> Exercise directions
Reproduce the lines of the listing verbatim from the line with "Tight annotation required. Target: beige" up to and including the line with "[903,707,1049,840]".

> Given records
* * *

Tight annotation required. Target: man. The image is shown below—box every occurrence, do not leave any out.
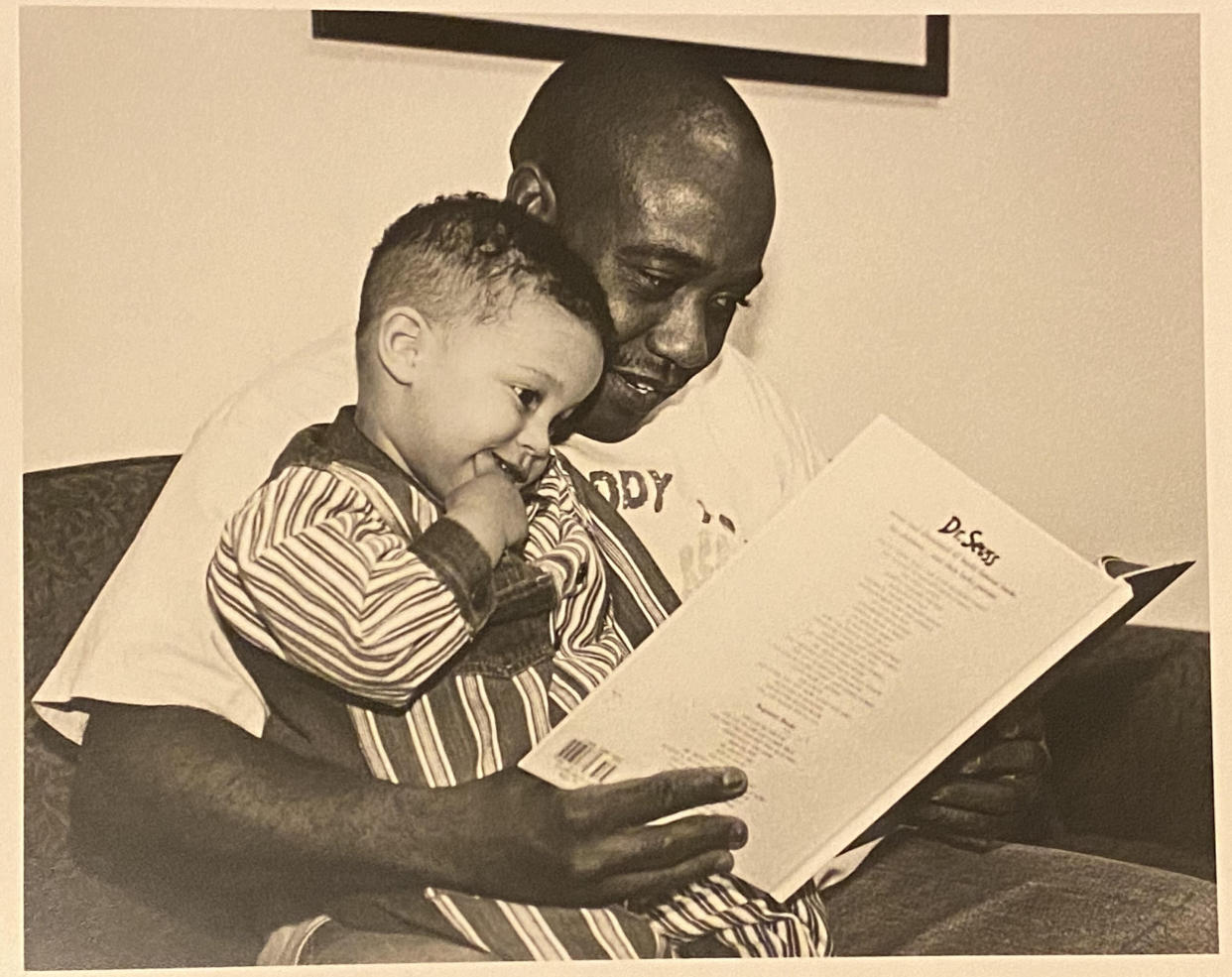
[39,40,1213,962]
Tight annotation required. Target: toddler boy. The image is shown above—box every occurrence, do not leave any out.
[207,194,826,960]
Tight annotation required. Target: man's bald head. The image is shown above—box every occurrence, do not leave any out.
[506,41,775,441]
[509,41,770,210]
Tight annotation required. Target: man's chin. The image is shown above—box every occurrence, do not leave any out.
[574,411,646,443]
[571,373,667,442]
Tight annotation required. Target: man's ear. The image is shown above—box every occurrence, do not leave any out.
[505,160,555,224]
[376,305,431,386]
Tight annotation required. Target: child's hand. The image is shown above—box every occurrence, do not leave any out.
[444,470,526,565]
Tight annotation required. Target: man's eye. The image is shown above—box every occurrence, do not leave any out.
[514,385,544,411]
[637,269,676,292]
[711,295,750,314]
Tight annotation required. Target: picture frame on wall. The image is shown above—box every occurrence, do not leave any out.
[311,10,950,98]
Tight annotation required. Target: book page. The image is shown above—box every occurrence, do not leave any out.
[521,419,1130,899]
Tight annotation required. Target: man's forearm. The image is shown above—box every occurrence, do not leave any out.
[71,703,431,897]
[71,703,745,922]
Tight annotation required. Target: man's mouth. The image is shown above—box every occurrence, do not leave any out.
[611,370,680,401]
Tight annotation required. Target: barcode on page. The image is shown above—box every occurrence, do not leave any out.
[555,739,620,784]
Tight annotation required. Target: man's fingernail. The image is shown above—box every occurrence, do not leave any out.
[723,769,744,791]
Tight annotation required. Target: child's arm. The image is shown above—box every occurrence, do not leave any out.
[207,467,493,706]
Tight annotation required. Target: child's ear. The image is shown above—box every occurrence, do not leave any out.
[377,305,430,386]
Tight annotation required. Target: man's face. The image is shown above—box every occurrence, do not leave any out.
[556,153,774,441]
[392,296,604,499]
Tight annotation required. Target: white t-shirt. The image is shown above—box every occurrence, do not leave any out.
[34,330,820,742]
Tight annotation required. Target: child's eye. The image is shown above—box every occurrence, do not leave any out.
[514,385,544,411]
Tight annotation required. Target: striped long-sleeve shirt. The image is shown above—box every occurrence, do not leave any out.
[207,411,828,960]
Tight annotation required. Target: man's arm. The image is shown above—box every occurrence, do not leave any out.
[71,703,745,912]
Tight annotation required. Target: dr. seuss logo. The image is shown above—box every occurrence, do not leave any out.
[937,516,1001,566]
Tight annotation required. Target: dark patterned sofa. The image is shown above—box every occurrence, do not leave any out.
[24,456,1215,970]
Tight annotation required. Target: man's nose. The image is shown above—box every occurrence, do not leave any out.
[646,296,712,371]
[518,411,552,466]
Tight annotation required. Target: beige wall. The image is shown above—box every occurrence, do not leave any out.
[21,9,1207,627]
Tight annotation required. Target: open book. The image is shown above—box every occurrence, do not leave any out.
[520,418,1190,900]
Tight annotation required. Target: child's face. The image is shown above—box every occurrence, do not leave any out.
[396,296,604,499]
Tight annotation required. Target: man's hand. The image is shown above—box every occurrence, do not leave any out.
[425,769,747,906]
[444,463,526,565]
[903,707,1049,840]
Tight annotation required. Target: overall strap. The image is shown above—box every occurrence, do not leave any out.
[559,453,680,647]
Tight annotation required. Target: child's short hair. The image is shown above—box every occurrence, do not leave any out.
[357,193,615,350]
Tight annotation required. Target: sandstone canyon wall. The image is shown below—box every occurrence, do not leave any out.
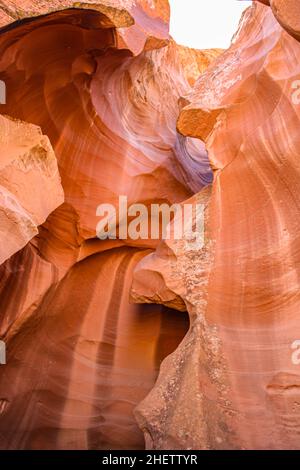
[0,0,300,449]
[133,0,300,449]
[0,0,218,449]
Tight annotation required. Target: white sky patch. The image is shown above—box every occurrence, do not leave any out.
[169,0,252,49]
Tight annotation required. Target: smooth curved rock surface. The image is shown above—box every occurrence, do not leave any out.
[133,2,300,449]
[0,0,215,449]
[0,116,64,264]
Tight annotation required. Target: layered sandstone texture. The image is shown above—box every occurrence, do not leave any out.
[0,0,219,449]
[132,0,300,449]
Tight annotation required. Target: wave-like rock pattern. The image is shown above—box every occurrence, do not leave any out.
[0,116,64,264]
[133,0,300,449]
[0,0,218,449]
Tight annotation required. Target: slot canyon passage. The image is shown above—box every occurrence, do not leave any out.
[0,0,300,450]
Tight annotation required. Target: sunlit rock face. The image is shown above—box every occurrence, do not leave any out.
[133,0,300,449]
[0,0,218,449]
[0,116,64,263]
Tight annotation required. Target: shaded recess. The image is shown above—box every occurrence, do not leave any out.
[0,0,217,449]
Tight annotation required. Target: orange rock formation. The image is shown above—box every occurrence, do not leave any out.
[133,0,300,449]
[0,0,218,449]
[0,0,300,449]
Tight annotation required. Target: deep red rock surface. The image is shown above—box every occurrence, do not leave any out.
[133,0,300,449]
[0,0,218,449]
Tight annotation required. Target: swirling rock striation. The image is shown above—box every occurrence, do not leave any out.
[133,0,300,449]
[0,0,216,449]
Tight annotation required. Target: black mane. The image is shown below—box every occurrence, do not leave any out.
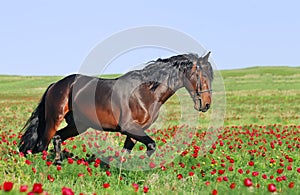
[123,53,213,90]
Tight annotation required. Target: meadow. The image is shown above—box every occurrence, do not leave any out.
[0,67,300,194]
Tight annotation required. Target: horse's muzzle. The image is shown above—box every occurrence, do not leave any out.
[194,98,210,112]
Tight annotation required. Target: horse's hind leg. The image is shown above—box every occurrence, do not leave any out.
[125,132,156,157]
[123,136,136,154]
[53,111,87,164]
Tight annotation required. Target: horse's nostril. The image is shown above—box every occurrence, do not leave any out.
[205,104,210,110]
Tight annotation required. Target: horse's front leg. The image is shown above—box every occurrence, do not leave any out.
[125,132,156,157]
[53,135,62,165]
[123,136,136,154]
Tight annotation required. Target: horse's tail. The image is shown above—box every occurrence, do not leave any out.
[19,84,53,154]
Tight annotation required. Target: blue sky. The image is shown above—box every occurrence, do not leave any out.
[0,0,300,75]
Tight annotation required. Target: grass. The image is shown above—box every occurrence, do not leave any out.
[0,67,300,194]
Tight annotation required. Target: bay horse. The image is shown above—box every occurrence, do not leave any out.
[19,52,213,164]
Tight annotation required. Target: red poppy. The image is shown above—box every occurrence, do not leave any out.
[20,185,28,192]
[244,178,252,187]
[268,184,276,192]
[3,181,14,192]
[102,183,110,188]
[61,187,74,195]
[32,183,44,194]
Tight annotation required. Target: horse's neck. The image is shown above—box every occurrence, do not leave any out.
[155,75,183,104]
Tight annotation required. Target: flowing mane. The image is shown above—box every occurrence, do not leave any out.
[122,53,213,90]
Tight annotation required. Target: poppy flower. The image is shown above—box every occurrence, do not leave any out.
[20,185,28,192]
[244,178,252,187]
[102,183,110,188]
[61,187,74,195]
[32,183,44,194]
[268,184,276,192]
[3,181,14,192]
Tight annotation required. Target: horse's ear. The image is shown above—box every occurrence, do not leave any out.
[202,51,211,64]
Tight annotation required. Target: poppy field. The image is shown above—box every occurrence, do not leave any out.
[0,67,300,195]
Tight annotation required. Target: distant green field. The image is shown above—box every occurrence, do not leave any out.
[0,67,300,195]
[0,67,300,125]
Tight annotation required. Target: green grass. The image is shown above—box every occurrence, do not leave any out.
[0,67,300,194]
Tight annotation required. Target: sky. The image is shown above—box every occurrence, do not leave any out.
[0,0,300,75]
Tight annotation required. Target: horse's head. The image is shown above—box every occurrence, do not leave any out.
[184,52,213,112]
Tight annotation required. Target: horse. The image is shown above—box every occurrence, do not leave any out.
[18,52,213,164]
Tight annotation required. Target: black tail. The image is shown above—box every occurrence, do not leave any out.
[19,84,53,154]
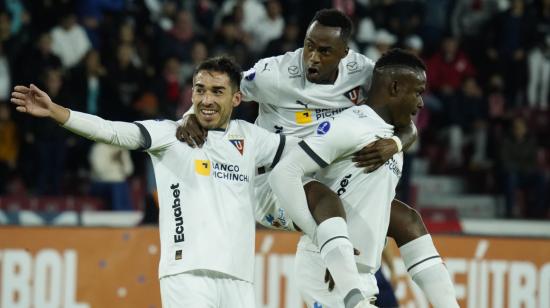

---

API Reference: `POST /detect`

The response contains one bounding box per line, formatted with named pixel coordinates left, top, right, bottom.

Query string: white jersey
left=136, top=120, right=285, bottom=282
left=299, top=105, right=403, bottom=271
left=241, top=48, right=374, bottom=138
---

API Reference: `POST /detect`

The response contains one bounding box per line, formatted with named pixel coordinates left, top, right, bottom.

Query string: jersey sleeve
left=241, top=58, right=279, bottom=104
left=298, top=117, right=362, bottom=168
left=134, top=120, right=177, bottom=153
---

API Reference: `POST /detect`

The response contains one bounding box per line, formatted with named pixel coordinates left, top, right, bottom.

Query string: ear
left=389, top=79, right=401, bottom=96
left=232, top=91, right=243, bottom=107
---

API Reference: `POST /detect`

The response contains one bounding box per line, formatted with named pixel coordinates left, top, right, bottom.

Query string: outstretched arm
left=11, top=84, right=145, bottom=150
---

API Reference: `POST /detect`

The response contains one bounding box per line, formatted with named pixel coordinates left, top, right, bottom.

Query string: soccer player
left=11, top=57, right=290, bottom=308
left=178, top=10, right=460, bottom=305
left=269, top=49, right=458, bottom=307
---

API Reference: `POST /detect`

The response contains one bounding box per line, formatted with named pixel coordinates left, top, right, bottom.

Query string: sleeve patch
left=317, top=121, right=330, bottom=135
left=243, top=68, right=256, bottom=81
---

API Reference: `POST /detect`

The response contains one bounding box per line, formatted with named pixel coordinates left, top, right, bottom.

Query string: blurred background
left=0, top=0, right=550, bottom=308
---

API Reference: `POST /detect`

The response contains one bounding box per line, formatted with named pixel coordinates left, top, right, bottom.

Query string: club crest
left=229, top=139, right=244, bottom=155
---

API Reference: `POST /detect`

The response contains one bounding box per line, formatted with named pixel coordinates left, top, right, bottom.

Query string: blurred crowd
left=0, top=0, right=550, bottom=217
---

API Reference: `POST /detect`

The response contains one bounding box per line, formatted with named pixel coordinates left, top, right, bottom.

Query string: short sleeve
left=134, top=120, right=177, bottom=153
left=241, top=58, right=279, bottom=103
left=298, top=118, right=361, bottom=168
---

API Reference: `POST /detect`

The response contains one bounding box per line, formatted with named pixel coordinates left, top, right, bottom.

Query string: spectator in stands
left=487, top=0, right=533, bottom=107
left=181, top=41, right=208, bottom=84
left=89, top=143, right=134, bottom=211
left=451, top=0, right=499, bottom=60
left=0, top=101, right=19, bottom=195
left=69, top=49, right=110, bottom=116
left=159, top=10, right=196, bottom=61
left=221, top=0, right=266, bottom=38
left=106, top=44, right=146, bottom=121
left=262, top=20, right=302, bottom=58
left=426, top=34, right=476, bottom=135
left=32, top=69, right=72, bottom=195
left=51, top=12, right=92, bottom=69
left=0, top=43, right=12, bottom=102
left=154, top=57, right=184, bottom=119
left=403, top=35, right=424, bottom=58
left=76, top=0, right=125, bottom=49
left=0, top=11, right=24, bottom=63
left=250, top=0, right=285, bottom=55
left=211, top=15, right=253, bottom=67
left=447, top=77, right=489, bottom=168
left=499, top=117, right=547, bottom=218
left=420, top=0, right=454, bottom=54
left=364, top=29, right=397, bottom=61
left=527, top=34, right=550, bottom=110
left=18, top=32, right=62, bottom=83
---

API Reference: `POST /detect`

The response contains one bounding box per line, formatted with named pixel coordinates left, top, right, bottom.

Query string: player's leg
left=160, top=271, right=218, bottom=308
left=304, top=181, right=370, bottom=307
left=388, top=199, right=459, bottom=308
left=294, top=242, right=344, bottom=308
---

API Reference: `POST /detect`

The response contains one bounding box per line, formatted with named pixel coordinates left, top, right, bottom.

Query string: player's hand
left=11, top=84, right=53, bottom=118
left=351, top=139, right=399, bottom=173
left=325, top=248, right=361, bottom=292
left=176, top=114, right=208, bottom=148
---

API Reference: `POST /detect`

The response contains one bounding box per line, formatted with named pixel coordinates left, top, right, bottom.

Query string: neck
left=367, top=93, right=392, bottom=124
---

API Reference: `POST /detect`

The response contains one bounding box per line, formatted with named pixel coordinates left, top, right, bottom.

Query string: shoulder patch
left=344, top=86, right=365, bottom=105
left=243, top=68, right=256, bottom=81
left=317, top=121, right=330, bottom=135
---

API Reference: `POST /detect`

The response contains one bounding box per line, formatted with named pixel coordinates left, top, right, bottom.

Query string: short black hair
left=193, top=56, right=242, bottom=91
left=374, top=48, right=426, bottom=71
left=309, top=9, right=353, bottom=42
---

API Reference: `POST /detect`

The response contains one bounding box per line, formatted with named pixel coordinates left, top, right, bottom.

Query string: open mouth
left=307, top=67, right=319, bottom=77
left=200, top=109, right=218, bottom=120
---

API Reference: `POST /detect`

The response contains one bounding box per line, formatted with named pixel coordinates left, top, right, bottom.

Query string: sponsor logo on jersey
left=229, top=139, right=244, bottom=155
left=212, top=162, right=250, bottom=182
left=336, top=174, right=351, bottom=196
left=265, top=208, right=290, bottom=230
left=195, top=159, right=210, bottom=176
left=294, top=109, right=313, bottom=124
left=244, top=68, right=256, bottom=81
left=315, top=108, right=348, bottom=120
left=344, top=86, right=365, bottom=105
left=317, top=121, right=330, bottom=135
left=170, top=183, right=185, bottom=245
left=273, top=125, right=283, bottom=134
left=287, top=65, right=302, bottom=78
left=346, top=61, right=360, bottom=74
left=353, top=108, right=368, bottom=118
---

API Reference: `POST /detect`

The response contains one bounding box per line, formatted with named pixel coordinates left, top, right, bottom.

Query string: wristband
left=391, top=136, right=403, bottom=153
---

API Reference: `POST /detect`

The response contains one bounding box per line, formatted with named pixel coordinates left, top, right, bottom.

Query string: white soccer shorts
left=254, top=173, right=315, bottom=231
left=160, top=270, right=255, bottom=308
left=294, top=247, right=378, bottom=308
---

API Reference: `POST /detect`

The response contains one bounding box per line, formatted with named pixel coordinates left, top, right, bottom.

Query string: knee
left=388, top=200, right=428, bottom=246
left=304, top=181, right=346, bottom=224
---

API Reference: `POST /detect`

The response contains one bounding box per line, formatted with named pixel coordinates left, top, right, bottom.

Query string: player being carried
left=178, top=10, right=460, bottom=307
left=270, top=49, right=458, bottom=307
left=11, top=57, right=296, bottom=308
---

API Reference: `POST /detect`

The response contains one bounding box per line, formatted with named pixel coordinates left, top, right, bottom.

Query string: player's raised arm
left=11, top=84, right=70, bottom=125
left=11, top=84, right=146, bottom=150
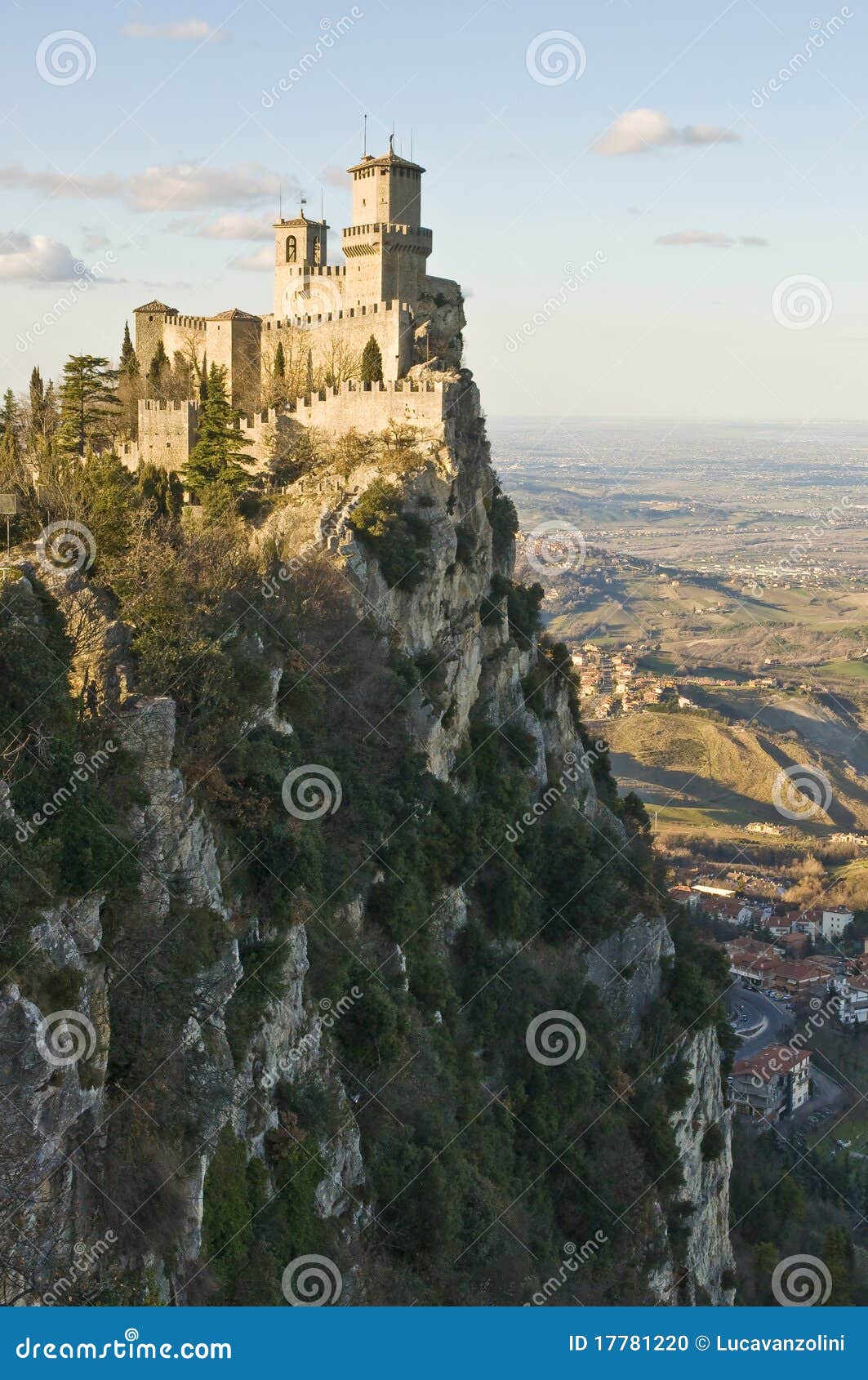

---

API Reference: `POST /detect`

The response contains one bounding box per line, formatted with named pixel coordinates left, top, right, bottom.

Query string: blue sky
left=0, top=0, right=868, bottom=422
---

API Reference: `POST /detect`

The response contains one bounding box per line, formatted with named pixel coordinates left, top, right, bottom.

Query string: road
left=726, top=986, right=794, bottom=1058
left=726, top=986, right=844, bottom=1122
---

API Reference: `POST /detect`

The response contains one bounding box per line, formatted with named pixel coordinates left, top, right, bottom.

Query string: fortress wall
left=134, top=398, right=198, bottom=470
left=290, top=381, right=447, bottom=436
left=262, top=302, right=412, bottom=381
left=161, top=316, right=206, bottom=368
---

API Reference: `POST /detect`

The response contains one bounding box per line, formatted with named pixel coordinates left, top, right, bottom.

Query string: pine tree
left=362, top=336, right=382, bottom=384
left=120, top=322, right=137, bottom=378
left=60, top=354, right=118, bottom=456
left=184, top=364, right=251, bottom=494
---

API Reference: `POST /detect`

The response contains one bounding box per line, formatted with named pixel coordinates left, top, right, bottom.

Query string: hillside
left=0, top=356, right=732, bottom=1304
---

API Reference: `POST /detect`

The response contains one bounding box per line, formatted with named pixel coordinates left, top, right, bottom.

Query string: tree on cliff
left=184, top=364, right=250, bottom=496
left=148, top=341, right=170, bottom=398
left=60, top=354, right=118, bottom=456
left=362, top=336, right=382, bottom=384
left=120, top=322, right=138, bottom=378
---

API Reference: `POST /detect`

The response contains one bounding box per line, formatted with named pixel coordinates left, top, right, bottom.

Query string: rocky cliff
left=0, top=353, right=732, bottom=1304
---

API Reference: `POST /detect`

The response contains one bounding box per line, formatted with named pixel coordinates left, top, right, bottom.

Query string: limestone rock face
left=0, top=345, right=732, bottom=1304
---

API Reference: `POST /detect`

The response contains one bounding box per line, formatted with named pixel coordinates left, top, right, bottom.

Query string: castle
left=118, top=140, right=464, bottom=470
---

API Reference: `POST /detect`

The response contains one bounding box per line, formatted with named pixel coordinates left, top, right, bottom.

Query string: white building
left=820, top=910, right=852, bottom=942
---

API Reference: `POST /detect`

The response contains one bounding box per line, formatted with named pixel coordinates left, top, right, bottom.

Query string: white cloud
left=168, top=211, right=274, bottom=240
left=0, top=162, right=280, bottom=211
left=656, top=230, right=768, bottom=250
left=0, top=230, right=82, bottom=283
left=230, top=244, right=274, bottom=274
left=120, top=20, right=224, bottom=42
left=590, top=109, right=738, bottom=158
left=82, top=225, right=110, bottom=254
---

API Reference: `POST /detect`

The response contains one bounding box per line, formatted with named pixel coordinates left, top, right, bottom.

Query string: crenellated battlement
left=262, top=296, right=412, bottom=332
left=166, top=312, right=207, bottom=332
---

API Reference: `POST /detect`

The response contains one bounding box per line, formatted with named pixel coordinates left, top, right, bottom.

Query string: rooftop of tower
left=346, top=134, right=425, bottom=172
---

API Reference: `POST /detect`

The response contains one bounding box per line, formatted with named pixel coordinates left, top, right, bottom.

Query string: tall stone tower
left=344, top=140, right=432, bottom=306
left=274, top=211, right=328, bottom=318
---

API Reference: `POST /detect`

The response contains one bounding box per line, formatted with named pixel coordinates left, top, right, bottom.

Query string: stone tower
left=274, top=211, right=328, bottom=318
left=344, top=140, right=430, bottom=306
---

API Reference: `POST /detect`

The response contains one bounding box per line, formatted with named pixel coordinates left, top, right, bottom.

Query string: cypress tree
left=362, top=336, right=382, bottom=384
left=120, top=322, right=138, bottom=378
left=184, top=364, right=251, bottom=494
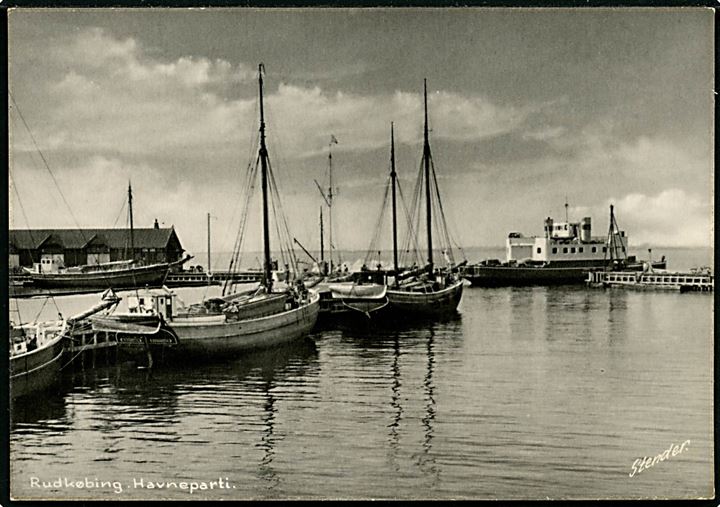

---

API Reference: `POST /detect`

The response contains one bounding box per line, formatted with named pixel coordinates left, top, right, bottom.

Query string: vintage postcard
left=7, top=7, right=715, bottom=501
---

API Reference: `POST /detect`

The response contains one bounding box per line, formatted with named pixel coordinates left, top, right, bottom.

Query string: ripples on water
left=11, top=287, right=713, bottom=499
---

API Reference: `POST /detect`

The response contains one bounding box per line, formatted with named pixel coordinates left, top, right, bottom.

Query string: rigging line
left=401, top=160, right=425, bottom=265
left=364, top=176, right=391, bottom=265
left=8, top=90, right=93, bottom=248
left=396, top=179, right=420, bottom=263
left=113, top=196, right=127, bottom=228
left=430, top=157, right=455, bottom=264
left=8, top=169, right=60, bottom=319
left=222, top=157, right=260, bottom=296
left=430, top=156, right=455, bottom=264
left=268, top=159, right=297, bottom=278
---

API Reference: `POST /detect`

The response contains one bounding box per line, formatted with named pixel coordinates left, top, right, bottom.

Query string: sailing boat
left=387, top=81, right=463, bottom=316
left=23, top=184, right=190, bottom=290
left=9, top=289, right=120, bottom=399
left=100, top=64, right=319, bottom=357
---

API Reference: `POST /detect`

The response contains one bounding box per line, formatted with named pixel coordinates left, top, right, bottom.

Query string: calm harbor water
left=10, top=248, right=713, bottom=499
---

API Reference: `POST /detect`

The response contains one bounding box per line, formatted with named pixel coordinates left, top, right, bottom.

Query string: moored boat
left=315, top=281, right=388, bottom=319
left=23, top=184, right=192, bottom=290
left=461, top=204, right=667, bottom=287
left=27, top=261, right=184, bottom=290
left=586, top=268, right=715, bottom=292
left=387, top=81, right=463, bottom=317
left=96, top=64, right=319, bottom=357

* * *

> Written response
Tight annotation required. Target: beige wall. The image is shown above—box every occurrence, do not leave any out.
[21,9,1207,627]
Tight annotation required. Target: open book. The image is shown above—box every occurrence, do not leave any out.
[520,418,1190,900]
Tight annotation required. Target: child's face. The image is shown above—box every occurrence, do not leave any out.
[396,296,604,499]
Tight annotation required. Target: man's hand. The image is shown above—box every occurrence, do not leave any out.
[425,769,747,906]
[444,463,526,565]
[903,707,1049,840]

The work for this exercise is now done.